- [WHAT YOU ARE ASKED TO DO]: Starting at the line that contains "query (the noun phrase to segment): wind-blown" and ending at the end of the records, edit those lines so that "whole array" becomes "entire array" and everything else stays the same.

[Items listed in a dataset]
** Begin **

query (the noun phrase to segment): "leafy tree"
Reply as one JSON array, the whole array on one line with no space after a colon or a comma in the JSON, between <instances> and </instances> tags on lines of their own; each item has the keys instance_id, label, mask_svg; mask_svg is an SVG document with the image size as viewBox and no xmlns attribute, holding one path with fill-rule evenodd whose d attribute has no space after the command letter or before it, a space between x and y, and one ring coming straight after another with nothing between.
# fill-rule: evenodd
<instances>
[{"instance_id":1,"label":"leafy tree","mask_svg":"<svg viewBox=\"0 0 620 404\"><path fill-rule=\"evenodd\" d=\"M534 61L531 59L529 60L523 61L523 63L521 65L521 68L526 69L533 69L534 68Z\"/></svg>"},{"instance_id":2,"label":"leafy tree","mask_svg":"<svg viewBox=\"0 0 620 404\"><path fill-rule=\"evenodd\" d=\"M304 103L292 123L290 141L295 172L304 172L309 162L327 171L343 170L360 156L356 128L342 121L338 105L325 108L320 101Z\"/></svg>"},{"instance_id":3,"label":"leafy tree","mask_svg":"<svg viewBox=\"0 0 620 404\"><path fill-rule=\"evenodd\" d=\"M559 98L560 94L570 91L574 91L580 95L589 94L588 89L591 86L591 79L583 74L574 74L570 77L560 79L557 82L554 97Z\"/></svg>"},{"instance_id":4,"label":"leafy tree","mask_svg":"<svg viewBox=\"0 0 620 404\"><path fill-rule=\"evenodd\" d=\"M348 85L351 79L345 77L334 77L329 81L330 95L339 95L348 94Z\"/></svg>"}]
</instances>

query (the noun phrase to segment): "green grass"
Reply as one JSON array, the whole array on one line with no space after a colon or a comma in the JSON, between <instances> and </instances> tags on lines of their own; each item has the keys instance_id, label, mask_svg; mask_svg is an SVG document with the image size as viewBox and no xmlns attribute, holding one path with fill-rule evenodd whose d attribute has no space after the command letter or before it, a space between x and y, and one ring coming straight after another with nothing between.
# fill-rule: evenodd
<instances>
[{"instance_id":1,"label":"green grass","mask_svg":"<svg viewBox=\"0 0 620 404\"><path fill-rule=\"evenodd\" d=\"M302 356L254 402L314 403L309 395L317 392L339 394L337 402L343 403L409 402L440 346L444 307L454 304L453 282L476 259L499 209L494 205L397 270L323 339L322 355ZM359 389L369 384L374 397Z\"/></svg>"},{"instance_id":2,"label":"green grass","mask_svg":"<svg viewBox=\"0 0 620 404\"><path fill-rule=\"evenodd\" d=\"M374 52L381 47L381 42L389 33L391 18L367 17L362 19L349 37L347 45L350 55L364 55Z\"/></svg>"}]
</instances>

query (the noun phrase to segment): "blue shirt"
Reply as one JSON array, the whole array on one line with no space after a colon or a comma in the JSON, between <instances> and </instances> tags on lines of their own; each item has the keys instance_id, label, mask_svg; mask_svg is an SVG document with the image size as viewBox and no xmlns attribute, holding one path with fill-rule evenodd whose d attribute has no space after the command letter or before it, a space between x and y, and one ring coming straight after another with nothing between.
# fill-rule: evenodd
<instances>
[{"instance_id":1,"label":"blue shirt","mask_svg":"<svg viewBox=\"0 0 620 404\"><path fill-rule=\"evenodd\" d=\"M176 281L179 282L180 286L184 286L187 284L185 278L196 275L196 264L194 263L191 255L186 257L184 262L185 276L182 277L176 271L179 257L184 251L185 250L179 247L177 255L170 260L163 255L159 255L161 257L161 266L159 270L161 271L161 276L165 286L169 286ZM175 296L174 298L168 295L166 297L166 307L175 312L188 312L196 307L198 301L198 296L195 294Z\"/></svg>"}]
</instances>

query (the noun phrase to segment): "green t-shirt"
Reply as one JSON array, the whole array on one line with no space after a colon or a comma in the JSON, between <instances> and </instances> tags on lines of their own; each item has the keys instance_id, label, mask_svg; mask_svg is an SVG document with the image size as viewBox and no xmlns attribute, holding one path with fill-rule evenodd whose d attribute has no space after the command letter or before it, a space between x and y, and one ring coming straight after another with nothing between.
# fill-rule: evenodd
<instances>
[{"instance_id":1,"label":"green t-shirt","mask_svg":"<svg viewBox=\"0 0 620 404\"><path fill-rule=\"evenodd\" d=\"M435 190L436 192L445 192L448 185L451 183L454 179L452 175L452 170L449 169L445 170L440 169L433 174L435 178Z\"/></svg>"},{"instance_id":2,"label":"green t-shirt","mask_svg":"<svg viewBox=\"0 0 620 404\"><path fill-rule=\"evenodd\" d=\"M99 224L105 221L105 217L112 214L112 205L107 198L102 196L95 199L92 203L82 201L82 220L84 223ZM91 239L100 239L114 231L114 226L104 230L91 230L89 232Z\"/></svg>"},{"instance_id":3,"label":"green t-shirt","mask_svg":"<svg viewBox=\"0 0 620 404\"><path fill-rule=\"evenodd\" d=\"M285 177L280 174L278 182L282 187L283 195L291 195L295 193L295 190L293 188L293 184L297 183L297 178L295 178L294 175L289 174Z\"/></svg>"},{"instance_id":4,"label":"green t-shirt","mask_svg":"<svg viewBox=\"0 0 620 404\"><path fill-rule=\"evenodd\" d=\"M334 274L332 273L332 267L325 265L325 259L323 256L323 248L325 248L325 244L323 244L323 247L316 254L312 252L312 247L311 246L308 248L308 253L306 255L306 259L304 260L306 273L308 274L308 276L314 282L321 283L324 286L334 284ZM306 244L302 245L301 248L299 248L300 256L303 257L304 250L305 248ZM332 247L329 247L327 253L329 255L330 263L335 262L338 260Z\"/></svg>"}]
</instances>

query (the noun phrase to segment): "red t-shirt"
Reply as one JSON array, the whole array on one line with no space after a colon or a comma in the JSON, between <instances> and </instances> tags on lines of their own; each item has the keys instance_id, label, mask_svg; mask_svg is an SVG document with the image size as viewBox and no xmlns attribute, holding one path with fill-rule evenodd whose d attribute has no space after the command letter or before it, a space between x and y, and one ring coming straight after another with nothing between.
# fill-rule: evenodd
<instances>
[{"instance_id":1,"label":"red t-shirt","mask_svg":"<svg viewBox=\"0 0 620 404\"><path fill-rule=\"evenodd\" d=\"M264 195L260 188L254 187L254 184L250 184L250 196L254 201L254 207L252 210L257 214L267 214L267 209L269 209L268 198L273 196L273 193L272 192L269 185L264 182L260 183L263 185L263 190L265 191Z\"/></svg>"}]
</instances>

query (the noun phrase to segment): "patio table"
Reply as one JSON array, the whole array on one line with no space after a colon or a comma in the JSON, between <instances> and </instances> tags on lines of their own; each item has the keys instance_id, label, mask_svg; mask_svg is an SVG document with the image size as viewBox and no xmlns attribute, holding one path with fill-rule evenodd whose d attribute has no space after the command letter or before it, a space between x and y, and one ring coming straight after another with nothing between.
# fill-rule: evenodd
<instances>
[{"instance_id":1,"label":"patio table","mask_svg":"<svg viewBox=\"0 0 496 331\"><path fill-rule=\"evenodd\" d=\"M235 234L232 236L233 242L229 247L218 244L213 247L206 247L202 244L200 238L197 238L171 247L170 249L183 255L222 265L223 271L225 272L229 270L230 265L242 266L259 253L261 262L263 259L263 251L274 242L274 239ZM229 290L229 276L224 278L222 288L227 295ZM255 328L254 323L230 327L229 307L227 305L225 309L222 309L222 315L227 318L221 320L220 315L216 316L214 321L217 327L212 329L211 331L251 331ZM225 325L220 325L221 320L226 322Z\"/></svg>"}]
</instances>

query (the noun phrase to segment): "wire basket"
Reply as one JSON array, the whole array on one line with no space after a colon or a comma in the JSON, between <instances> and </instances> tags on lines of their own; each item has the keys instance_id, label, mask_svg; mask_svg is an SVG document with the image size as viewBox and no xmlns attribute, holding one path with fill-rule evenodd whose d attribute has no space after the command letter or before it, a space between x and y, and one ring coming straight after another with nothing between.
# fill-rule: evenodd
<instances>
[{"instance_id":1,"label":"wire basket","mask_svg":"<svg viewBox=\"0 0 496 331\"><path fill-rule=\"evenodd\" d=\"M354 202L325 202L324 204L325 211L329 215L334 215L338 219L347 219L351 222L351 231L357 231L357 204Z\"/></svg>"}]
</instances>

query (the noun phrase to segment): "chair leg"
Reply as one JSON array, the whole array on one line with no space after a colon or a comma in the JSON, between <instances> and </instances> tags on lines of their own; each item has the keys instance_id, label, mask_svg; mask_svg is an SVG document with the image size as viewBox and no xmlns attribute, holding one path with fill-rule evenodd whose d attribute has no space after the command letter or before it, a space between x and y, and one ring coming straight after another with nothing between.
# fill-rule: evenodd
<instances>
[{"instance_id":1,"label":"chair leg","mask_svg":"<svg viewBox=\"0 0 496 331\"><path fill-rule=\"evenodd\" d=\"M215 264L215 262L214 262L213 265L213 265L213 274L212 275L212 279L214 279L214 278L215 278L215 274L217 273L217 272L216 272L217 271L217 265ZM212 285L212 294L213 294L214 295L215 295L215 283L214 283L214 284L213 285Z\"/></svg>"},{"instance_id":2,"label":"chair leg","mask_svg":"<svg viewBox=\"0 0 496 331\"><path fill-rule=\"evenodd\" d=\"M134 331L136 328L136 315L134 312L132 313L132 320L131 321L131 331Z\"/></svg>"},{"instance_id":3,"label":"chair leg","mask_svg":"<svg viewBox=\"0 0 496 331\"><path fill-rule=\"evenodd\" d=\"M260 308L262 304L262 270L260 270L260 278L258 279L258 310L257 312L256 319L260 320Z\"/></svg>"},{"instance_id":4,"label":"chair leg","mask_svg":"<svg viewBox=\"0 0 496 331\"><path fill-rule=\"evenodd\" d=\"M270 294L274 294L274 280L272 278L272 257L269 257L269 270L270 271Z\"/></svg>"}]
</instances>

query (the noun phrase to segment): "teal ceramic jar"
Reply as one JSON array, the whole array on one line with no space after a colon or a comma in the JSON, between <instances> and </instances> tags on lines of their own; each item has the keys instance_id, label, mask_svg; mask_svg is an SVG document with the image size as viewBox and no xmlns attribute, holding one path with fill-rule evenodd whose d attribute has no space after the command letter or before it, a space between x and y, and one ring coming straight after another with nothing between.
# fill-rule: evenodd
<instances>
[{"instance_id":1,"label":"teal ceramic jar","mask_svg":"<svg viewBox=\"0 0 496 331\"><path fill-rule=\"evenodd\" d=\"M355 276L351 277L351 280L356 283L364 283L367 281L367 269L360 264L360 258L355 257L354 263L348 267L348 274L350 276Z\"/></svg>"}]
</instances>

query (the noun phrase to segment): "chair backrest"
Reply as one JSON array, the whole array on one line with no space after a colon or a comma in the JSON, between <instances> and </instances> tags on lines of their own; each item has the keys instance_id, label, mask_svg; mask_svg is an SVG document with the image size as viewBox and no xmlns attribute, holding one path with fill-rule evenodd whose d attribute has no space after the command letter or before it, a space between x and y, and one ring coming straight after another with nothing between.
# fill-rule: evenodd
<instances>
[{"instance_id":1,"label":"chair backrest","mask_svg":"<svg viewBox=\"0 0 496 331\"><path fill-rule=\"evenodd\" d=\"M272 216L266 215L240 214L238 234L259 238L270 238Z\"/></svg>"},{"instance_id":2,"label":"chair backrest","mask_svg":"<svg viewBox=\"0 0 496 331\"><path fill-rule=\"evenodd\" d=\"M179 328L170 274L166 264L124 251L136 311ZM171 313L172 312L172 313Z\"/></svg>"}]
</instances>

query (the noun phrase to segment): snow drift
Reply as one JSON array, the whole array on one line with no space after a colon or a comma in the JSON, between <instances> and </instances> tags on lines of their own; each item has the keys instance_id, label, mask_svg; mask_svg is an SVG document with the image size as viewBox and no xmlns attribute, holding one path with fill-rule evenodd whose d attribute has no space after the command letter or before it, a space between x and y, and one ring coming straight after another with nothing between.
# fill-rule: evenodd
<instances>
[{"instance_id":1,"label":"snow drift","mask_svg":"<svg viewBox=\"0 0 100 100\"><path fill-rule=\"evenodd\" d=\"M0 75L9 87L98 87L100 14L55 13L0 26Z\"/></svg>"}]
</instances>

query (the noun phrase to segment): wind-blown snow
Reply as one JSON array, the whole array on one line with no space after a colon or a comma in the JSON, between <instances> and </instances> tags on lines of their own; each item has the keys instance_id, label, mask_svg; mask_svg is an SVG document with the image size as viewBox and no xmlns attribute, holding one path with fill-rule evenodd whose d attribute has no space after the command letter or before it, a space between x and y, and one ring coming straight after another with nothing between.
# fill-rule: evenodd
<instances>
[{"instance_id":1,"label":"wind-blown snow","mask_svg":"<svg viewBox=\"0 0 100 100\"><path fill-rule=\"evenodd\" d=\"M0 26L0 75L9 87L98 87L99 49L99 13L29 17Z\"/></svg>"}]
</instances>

** End **

- [SOLUTION TO THE EXERCISE]:
query (the noun phrase to segment): wind-blown snow
Reply as one JSON array, the entire array on one line with no space after a colon or a comma in the JSON, between <instances> and </instances> tags on lines of their own; each item has the keys instance_id, label, mask_svg; mask_svg is an SVG document with the image size as viewBox and no xmlns attribute, holding one path with fill-rule evenodd whose d attribute has no space after the command letter or before it, a space between x and y, and one ring coming straight after another with nothing between.
# fill-rule: evenodd
<instances>
[{"instance_id":1,"label":"wind-blown snow","mask_svg":"<svg viewBox=\"0 0 100 100\"><path fill-rule=\"evenodd\" d=\"M0 26L0 75L9 87L98 87L99 49L99 13L29 17Z\"/></svg>"}]
</instances>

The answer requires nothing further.